Please copy each of the records below verbatim, keeping every line unchanged.
begin
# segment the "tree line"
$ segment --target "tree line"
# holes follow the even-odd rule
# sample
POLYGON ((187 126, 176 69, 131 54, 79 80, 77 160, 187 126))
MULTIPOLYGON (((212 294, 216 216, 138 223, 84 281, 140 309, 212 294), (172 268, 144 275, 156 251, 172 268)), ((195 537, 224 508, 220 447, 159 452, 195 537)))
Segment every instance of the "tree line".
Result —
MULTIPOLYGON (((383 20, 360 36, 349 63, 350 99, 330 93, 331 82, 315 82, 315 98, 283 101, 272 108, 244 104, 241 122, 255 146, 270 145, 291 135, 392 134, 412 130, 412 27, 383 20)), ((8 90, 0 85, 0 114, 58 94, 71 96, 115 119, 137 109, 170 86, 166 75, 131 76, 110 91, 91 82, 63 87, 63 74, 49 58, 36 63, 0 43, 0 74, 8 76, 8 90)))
end
● **Result**:
# segment the "tree line"
$ segment --target "tree line"
# holes follow the even-odd rule
# sample
POLYGON ((187 126, 176 69, 131 54, 79 80, 77 160, 187 126))
MULTIPOLYGON (((212 294, 216 216, 138 223, 84 281, 140 309, 212 294), (172 268, 144 275, 156 251, 172 268)), ((195 537, 224 508, 220 447, 159 452, 195 537)))
Segment every instance of the "tree line".
Result —
MULTIPOLYGON (((383 20, 360 36, 349 63, 350 99, 330 93, 331 82, 315 82, 315 98, 283 101, 272 108, 244 104, 241 122, 255 146, 270 145, 291 135, 392 134, 412 130, 412 27, 383 20)), ((8 90, 0 85, 0 114, 58 94, 71 96, 115 119, 137 109, 170 86, 166 75, 131 76, 110 91, 91 82, 63 87, 63 74, 49 58, 36 63, 0 43, 0 74, 8 76, 8 90)))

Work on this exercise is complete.